**Tasks to perform:**
1. According to the financial news roundup, what was the national median price of single-family homes sold during the first quarter of 2009?
2. From the financial news roundup, quote the stretch from "Six GM executives, led" through "billion stimulus package.".

>> BEGIN Document passage

Andrew Torgan
CNN Financial News Producer
The steep slide in home price accelerated at a record pace during the first three months of 2009.
The national median home price of single family homes sold during the first quarter fell 13.8% to $169,000 year over year, and 6.2% compared with the last quarter 2008, according to the National Association of Realtors. That was the largest year-over-year decline in the 30-year history of the report.
The NAR attributed much of the loss to two factors: First-time homebuyers, who are often entry-level buyers, accounted for about half of all purchases during the quarter. And many buyers took advantage of the deeply-discounted prices of foreclosed properties and short sales. These “distressed properties” typically sell for 20% less than traditional homes, according to NAR. These homes also accounted for about half of all transactions.
Trade Deficit widens
The U.S. trade deficit rose in March for the first time since last July as the global recession cut sharply into sales of American exports.
The Commerce Department says the deficit widened to $27.6 billion in March, slightly lower than the $29 billion gap that economists had forecast. The politically-sensitive trade deficit with China also increased.
Ford seeks to raise cash
Ford Motor says it will offer 300 million common shares in a public offering to help meet funding requirements for retirees’ health benefits
Based on Monday’s closing stock price, the offering could raise nearly $2 billion dollars. The automaker says it will use part of the profits to pay into a health care trust for its retired workers under its agreement with the United Auto Workers union.
GM stock falls to 76-year low
General Motors stock plunged 23% to a 76-year low this morning, a day after a group of GM executives disclosed they had sold shares in the struggling automaker.
Six GM executives, led by former GM Vice Chairman and product chief Bob Lutz, disclosed Monday that they sold almost $315,000 in stock and liquidated their remaining direct holdings in the automaker.
The sale underscores the pressure on GM with less than three weeks remaining for the automaker to win deals to slash debt and operating costs with its major union and bondholders to avoid bankruptcy.
750,000 jobs by August?
The Obama Administration estimates that the economic stimulus plan will create or save 750,000 jobs by early August, a senior administration official said Monday.
The comments came as the administration’s Council on Economic Advisers released a report that explained the methodology behind its estimates for how many jobs will be created by the $787 billion stimulus package.
The report touts — as stated previously by the White House — that the plan will save or create 3.5 million jobs by the end of 2010. It also points to even bigger job creation and savings of 6.8 million jobs by the end of 2012.
Crude touches $60/barrel
Crude oil prices topped $60 a barrel level in electronic trading this morning as investors focused on signs of economic stabilization and a weaker U.S. dollar.
Oil last settled above $60 a barrel on Nov. 12, when it ended at $62.41.
Gas prices surge 10%
Gas prices have surged nearly 10% over the past two weeks.
That’s a gain of 20 cents during the past 14 days, and the national average hit $2.248 a gallon on Tuesday, according to AAA.
There is a silver lining, however: Analysts say a return to $4 a gallon gas is not on the horizon. Even though prices have been on a tear, they’re still some 46% lower from the all-time high of $4.114 a gallon hit last July.

>> END Document passage
>> BEGIN Supplied information

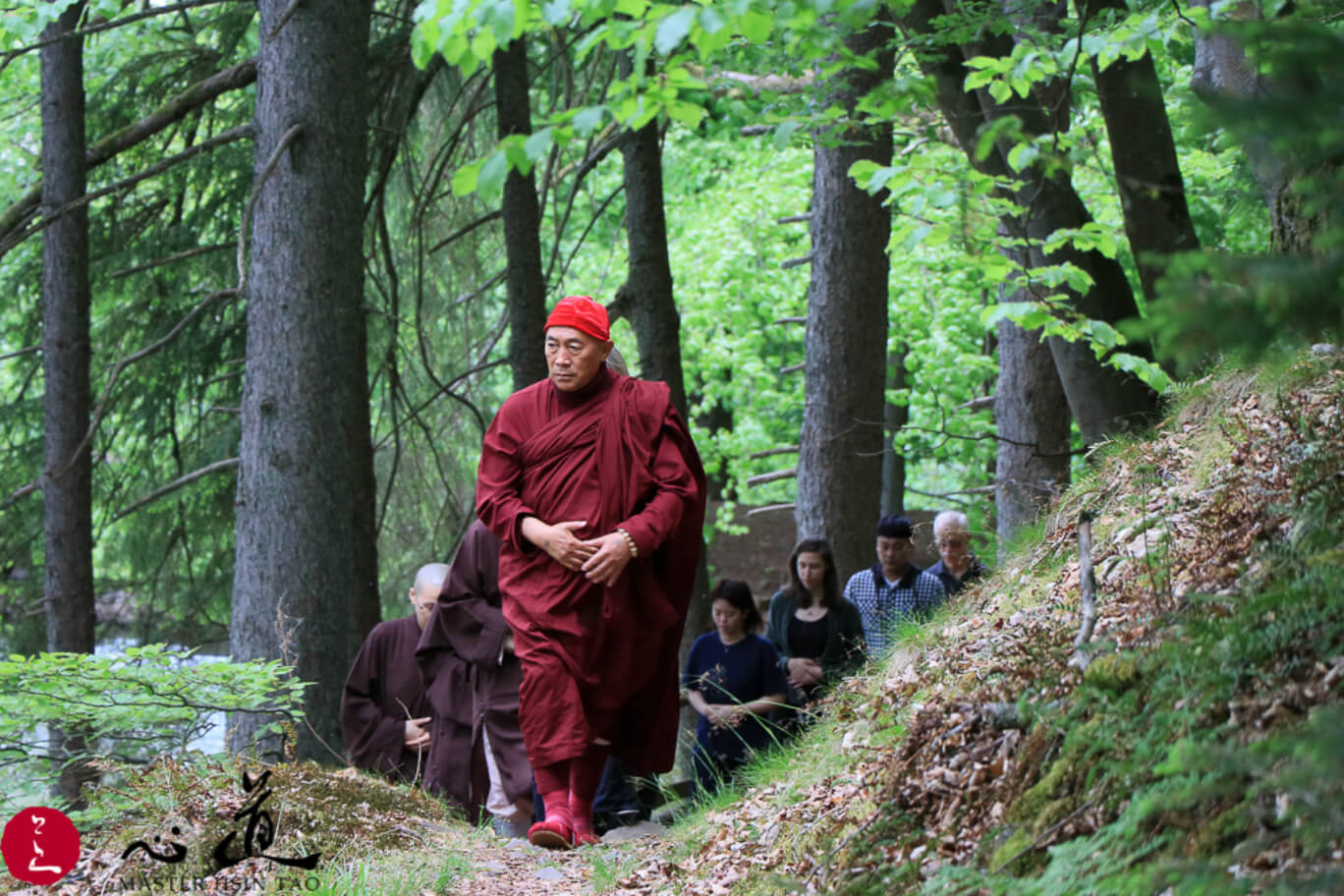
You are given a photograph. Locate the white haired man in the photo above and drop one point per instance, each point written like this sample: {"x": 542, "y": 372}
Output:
{"x": 959, "y": 564}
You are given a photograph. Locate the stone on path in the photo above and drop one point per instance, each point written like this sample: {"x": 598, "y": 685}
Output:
{"x": 632, "y": 832}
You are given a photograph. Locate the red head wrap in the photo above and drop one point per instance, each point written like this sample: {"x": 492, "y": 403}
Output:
{"x": 584, "y": 314}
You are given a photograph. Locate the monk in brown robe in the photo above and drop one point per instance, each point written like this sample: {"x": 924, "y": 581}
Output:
{"x": 595, "y": 489}
{"x": 467, "y": 658}
{"x": 384, "y": 713}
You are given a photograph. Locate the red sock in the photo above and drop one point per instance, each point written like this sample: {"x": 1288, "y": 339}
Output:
{"x": 585, "y": 776}
{"x": 552, "y": 782}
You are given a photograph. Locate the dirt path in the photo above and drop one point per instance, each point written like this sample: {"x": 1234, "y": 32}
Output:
{"x": 506, "y": 868}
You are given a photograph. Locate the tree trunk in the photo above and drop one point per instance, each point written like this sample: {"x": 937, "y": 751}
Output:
{"x": 1220, "y": 70}
{"x": 846, "y": 344}
{"x": 893, "y": 461}
{"x": 1152, "y": 191}
{"x": 307, "y": 554}
{"x": 1033, "y": 422}
{"x": 66, "y": 488}
{"x": 1102, "y": 399}
{"x": 648, "y": 285}
{"x": 522, "y": 225}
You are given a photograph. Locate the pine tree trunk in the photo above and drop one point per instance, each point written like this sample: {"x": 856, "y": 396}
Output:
{"x": 1148, "y": 176}
{"x": 846, "y": 362}
{"x": 648, "y": 285}
{"x": 893, "y": 461}
{"x": 306, "y": 483}
{"x": 1033, "y": 422}
{"x": 1102, "y": 399}
{"x": 66, "y": 483}
{"x": 522, "y": 225}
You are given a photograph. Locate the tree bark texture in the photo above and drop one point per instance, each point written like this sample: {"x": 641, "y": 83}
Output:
{"x": 306, "y": 543}
{"x": 648, "y": 284}
{"x": 68, "y": 468}
{"x": 893, "y": 461}
{"x": 1152, "y": 191}
{"x": 1033, "y": 420}
{"x": 522, "y": 225}
{"x": 1222, "y": 72}
{"x": 1102, "y": 399}
{"x": 846, "y": 364}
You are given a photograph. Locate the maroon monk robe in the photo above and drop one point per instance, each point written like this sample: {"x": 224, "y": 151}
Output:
{"x": 597, "y": 661}
{"x": 472, "y": 681}
{"x": 382, "y": 691}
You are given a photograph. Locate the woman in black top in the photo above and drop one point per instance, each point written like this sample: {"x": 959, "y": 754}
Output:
{"x": 814, "y": 630}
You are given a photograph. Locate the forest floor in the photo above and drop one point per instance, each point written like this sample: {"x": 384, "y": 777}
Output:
{"x": 1193, "y": 746}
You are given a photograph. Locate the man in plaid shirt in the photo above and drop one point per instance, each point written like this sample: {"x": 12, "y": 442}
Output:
{"x": 893, "y": 588}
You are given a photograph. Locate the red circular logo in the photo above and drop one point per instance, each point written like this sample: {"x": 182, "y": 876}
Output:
{"x": 40, "y": 845}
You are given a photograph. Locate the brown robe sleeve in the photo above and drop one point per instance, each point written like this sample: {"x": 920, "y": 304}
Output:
{"x": 471, "y": 622}
{"x": 382, "y": 677}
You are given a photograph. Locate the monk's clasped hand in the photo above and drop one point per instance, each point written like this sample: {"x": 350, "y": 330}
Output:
{"x": 608, "y": 562}
{"x": 565, "y": 547}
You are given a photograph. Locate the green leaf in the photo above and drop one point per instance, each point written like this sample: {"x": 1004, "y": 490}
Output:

>> END Supplied information

**Replies:**
1. $169,000

2.
Six GM executives, led by former GM Vice Chairman and product chief Bob Lutz, disclosed Monday that they sold almost $315,000 in stock and liquidated their remaining direct holdings in the automaker.
The sale underscores the pressure on GM with less than three weeks remaining for the automaker to win deals to slash debt and operating costs with its major union and bondholders to avoid bankruptcy.
750,000 jobs by August?
The Obama Administration estimates that the economic stimulus plan will create or save 750,000 jobs by early August, a senior administration official said Monday.
The comments came as the administration’s Council on Economic Advisers released a report that explained the methodology behind its estimates for how many jobs will be created by the $787 billion stimulus package.